*** RECORDS ***

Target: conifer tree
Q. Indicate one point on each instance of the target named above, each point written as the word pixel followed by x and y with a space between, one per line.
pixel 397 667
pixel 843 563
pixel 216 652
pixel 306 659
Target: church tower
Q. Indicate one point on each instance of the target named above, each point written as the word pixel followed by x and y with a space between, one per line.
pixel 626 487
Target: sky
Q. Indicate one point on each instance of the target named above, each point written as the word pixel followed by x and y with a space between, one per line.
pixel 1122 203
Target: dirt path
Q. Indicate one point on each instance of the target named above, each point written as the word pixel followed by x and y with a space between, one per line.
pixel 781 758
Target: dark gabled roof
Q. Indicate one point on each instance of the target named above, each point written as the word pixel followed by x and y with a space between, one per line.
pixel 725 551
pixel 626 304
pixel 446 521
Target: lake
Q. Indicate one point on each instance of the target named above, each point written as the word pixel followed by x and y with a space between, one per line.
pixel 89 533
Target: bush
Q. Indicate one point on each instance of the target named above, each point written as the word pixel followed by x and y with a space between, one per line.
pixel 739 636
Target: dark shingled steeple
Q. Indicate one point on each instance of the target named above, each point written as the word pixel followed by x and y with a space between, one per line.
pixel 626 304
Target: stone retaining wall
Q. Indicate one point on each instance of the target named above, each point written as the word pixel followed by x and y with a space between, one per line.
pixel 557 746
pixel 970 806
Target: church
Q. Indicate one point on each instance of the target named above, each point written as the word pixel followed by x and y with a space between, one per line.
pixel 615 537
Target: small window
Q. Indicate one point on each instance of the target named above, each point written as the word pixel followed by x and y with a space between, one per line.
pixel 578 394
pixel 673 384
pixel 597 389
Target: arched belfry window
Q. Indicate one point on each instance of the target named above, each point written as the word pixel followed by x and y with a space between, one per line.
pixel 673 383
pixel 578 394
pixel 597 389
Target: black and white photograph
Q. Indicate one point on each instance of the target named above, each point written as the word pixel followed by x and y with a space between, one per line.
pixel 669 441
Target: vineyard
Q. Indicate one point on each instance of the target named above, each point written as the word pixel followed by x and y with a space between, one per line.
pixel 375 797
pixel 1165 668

***

EXERCISE DESCRIPTION:
Copy the entries word for word, starting at their first line and ending at the line that contains "pixel 89 533".

EXPECTED ANSWER:
Target: conifer tree
Q. Indicate one point on each instance of the target named above, each point written as the word pixel followed by x and y with a space between, one per line.
pixel 397 667
pixel 843 563
pixel 216 652
pixel 306 659
Target: church tower
Q. Indicate one point on each instance of the target named above, each point written as the word pixel followed by x and y with a space between, one per line.
pixel 626 487
Target: sky
Q. Indicate one point on each instance of the target named above, each point written as the word pixel followed by x and y with a space between, one per line.
pixel 1122 203
Target: dirt path
Q. Indicate one point on each instance of the target named above, each point written as the word pixel followed by x and y with a space between, one per line.
pixel 781 758
Target: dark gabled roof
Q. Indicate one point on each instance of the target named above, each point written as the word pixel followed by x and y with a space between, one per line.
pixel 725 551
pixel 626 304
pixel 446 521
Target: lake
Q. Indicate one point on each instance of the target named above, each point written as the word pixel followed by x and y with a space between, one per line.
pixel 89 533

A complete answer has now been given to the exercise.